ENUNCIADO DE TAREA –
Continúa el texto sobre el posible aplazamiento de los Juegos Olímpicos a partir de su última oración.

TEXTO DE LECTURA –
-.-.-

Después de mantener su posición, firme como una roca de no tocar los Juegos pese a la pandemia del coronavirus, el organismo presidido por Thomas Bach anunció que “abre un periodo de cuatro semanas para analizar día a día el desarrollo de la crisis sanitaria mundial y su impacto en los Juegos, incluida la posibilidad de aplazarlos”. “Una cancelación pura y dura no resolvería ningún problema ni ayudaría a nadie”, precisa el comunicado emitido tras una tarde dominical llena de rumores después de que se conociera que Bach había convocado de urgencia a su comité ejecutivo. “La cancelación no entra en nuestra agenda”.

Según diversas fuentes, la fecha preferida por el COI y el comité organizador sería en los meses de septiembre y octubre, el mismo periodo de tiempo en que se celebraron los Juegos de 1964, la anterior cita olímpica en la capital japonesa. Sin embargo, esos meses son tanto el periodo del monzón meteorológico como los meses elegidos por otras grandes competiciones internacionales que han debido aplazar su celebración. Además, no se cuenta con la seguridad de que para entonces la pandemia de coronavirus esté controlada. Retrasarlos un año, hasta julio de 2021, sería complicado porque los años impares celebran sus campeonatos mundiales el atletismo, la natación y la gimnasia, los tres principales deportes olímpicos. Dejarlos para 2022, aprovechando que el Mundial de fútbol de Qatar se disputará en diciembre y los Juegos de Invierno en enero, sería el tercer escenario previsto.

-.-.-

INFORMACIÓN FACILITADA –
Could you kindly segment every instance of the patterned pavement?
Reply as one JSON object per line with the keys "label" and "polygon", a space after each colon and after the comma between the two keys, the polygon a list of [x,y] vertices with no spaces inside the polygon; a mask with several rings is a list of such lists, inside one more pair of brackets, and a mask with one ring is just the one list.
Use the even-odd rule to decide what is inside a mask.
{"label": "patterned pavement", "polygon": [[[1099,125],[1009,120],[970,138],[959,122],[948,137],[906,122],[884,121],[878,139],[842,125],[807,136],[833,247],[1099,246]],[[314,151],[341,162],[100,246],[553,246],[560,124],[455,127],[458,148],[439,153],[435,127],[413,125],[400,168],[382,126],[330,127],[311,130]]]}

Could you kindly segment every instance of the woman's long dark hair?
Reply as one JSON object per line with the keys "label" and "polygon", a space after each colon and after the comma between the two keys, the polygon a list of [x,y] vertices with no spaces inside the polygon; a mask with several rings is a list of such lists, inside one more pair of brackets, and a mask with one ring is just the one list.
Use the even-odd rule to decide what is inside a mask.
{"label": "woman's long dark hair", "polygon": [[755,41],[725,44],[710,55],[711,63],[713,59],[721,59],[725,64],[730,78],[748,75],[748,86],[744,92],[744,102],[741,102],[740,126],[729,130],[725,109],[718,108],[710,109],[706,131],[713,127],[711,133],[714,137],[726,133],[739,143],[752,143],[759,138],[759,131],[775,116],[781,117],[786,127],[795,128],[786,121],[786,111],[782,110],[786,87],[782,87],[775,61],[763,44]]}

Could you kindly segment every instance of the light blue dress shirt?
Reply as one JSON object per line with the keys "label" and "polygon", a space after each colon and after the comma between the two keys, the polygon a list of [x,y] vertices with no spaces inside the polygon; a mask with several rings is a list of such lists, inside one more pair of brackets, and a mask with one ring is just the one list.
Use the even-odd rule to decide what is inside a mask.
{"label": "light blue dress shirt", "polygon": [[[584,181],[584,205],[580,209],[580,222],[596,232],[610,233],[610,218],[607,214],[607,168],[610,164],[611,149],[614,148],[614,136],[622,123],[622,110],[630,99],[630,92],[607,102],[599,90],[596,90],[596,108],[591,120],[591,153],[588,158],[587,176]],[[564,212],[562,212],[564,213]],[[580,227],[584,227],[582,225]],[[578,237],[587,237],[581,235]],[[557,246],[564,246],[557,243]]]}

-.-.-

RESPUESTA DEL EJERCICIO –
Como el capitán del Titanic, Bach ha terminado comprendiendo, días después de que todo el deporte mundial se lo dijera casi a gritos y de forma unánime, meses después de chocar con el iceberg del coronavirus, que el transatlántico de los Juegos Olímpicos, la quimera de celebrarlos, del 24 de julio al 9 de agosto, se hundía irremisiblemente.

La cita de Tokio era el único gran evento del deporte mundial que se aferraba a sus fechas pese a que la gran mayoría de sus principales protagonistas, los 11.000 deportistas de 206 países que se esperaban, podían entrenarse con normalidad, pese a que el mundo aún no sabe cómo y cuándo superará la pandemia sanitaria que ha paralizado prácticamente la vida de sus ciudades, pese a la gran recesión económica que se prevé como colofón de la crisis de salud pública.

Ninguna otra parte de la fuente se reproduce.